Supplied text =
'''
# The heron house



## Mikeymutt (Jul 12, 2015)

after seeing dauntless report on here.thought I would give this place a little look myself.really enjoyed myself here.lots of old bits and bobs about,The sheds were really nice too.loved the old stuff heron in there.well I think it was a heron.


----------



## The_Derp_Lane (Jul 12, 2015)

Very nice photos, great shot of the piano.


----------



## Mikeymutt (Jul 12, 2015)

dauntless486 said:


> Very nice photos, great shot of the piano.



Thank you..It did not smell like I thought it would so..been in worse l


----------



## The_Derp_Lane (Jul 12, 2015)

Mikeymutt said:


> Thank you..It did not smell like I thought it would so..been in worse l



Yeah, I think are many houses which smell worse than this, Only I haven't been finding them.


----------



## Rubex (Jul 12, 2015)

Amazing as always!


----------



## Mikeymutt (Jul 12, 2015)

Rubex said:


> Amazing as always!



Thank you rubex x


----------



## smiler (Jul 12, 2015)
'''
Data shown =
'''
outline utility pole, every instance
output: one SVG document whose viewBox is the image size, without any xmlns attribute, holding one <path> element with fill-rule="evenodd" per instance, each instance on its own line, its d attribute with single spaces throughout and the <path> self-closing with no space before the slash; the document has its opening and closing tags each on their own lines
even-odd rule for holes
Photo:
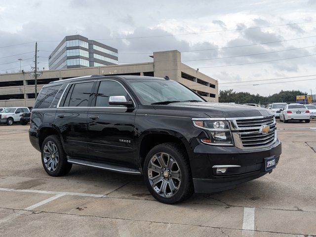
'''
Things to do =
a: From the heron house thread above, output the passage starting at "after seeing dauntless" and ending at "was a heron.".
b: Go on with the heron house forum thread from the point where it stops.

Outputs in order =
a:
after seeing dauntless report on here.thought I would give this place a little look myself.really enjoyed myself here.lots of old bits and bobs about,The sheds were really nice too.loved the old stuff heron in there.well I think it was a heron.

b:
Yeah it's a heron I reckon, I don't give much for it's chances of flying out of there unless the thieving magpies turn up. I enjoyed the the post that dauntless put up about this place, your take was well up to your usual high standard, Thanks


----------



## DirtyJigsaw (Jul 12, 2015)

Fantastic Mikey!!  Some great photos there mate


----------



## HughieD (Jul 12, 2015)

Superb set there sir...


----------



## scribe (Jul 12, 2015)

Nice bit of hdr. Enjoyed them especially the deteriorating stuffed cat. Is it a cat? Looks like it's mutating into something. Great shots.


----------



## mockingbird (Jul 13, 2015)

did the place proud mate, good job!


----------



## skankypants (Jul 13, 2015)

Fantastic!..


----------



## Mikeymutt (Jul 13, 2015)

Thank you for all the nice comments people.


----------



## acer77 (Jul 13, 2015)

Awesome post!! bit texas chainsaw maasacre ish!!!


----------



## DiggerDen (Jul 13, 2015)

Beautiful photos. That place looks amazing.


----------



## UrbanX (Jul 14, 2015)

Stunning set of images, so much left behind.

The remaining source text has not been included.